▸ **Selected excerpt**
>>>>

Educators must be afforded the ability to preserve the educational environment in our public schools, notwithstanding new technologies readily available to students. Education is one of the most important components in the development of a young person's character. "In these days, it is doubtful that any child may reasonably be expected to succeed in life if he is denied the opportunity of an education."(fn11) A well-rounded education is unquestionably "a principal instrument in awakening the child to cultural values, in preparing him for later professional training, and in helping him to adjust normally to his environment,"(fn12) an important part of which requires educators to "inculcate the habits and manners of civility as values . . . conducive to happiness . . . ."(fn13) Along these lines, the United States Supreme Court has "repeatedly emphasized the need for affirming the comprehensive authority of the States and of school officials, consistent with fundamental constitutional safeguards, to prescribe and control conduct in the schools."(fn14) In today's world, this process requires that educators not only keep up with students, but also that they keep up with technology. Simply put, the "`Internet is the new bathroom wall'--the virtual place kids scrawl something when they want to be mean."(fn15)

<<<<

▸ **Recorded data**
>>>>

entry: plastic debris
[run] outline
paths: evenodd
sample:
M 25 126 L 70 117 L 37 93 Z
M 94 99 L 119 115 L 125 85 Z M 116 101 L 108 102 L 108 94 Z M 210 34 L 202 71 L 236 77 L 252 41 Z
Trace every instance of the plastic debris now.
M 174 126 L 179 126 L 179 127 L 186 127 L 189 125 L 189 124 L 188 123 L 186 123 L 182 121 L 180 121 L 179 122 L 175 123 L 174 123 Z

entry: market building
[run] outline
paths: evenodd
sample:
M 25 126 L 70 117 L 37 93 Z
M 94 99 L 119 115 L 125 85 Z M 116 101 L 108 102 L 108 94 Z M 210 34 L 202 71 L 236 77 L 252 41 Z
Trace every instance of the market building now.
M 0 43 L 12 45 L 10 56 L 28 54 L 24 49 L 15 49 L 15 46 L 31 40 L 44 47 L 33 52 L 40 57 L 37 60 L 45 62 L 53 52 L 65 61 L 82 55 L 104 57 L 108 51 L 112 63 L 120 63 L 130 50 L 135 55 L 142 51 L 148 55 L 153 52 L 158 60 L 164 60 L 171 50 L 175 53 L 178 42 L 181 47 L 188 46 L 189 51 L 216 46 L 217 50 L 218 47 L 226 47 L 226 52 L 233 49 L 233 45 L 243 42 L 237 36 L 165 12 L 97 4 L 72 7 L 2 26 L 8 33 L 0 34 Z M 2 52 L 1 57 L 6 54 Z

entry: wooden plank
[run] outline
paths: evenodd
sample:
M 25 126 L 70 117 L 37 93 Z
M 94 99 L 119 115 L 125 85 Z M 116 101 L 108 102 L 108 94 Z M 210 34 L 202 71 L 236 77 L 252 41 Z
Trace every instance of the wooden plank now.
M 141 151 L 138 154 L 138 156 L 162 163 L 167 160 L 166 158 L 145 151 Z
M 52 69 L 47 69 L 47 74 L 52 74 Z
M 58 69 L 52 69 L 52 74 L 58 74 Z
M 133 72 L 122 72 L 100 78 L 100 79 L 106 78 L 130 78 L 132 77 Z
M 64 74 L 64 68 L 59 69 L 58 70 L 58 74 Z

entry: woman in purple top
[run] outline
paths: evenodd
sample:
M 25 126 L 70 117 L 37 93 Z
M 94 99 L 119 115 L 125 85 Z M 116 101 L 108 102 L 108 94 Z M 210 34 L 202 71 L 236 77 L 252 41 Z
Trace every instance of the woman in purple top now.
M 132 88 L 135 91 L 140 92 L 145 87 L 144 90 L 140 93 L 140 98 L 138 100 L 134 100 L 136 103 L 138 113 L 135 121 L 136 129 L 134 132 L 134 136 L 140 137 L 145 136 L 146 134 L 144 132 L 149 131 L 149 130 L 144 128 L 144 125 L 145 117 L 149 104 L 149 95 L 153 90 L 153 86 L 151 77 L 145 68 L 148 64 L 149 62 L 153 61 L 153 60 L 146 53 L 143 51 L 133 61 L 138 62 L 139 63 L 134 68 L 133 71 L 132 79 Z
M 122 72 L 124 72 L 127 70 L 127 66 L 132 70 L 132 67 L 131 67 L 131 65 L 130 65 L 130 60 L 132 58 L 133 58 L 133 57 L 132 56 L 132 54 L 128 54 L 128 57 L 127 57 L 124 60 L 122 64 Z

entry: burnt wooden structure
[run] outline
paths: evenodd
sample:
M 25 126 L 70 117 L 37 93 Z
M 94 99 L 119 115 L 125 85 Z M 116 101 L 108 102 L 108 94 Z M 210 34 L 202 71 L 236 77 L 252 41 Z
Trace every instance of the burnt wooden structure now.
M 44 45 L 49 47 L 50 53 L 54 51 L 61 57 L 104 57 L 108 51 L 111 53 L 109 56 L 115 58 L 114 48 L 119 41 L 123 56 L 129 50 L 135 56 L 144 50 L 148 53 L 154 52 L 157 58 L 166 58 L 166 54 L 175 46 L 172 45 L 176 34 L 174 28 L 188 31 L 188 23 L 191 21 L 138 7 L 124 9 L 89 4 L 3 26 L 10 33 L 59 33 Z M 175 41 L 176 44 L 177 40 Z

<<<<

▸ **Request**
Condense the paragraph of the school authority excerpt that begins "Educators must be afforded" into a short bulleted list of its main points. The entries are not needed for this work.

▸ **Response to this task**
- Educators must be able to preserve the educational environment in public schools, despite new technologies readily available to students.
- Education is one of the most important parts of developing a young person's character, and a child denied it can hardly be expected to succeed in life.
- A well-rounded education awakens the child to cultural values, prepares the child for later professional training, and helps the child adjust to the environment. Part of this requires educators to instill habits and manners of civility.
- The United States Supreme Court has repeatedly emphasized that states and school officials have comprehensive authority, consistent with constitutional safeguards, to prescribe and control conduct in schools.
- Today educators must keep up with both students and technology, because the Internet is "the new bathroom wall," where kids write something when they want to be mean.